Stated problem: Pick out each line below that contains the word "shoe" and copy it in full.

Material:
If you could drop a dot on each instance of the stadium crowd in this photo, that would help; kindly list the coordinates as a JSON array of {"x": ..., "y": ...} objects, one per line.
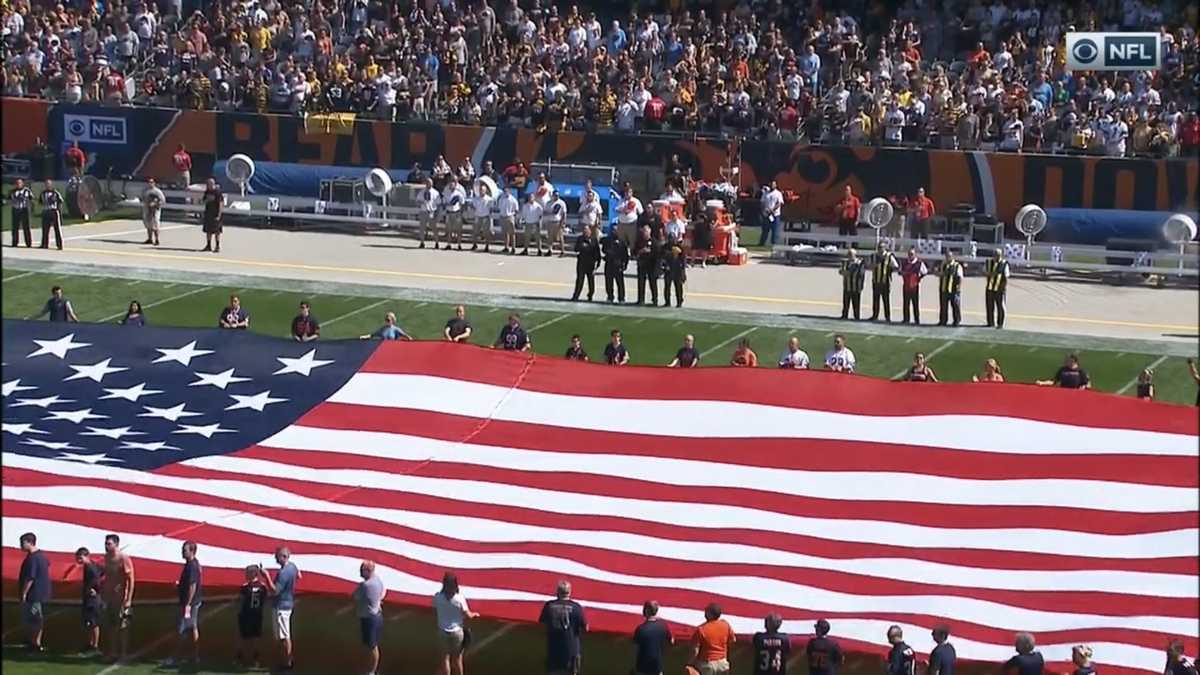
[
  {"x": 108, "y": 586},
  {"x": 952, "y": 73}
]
* * *
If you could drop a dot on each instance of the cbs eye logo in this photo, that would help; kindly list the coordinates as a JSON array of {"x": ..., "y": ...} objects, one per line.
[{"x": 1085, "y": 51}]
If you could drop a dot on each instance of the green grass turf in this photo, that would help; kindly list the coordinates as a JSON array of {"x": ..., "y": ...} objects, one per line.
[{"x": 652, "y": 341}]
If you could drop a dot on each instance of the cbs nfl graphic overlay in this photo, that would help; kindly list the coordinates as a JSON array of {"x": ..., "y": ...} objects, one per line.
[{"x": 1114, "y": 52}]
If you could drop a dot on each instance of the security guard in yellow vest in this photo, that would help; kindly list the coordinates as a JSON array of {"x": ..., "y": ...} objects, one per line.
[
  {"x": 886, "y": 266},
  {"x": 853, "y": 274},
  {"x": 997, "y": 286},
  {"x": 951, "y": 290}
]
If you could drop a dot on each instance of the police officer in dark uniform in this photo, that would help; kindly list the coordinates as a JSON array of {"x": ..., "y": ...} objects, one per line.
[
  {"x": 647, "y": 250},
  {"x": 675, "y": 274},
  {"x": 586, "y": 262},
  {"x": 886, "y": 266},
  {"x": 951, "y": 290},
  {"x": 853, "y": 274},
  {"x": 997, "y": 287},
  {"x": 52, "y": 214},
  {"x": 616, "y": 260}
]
==
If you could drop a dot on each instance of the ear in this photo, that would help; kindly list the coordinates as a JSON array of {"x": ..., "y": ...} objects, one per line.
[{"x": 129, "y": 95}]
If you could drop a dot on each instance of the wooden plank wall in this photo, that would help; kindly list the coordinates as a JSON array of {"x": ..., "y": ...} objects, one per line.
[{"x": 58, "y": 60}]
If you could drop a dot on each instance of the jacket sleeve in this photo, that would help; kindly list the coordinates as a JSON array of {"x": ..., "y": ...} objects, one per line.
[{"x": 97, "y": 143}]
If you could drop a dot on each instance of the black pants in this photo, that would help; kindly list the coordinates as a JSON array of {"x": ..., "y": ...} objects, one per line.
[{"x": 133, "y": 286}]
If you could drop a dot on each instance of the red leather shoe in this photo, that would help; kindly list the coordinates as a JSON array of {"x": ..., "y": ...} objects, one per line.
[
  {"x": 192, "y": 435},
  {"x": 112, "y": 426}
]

Finished exercise:
If you could drop a dot on each instance of the red leather shoe in this photo, that would help; kindly list the coordinates as a JSON array of {"x": ..., "y": ...} objects, one per line.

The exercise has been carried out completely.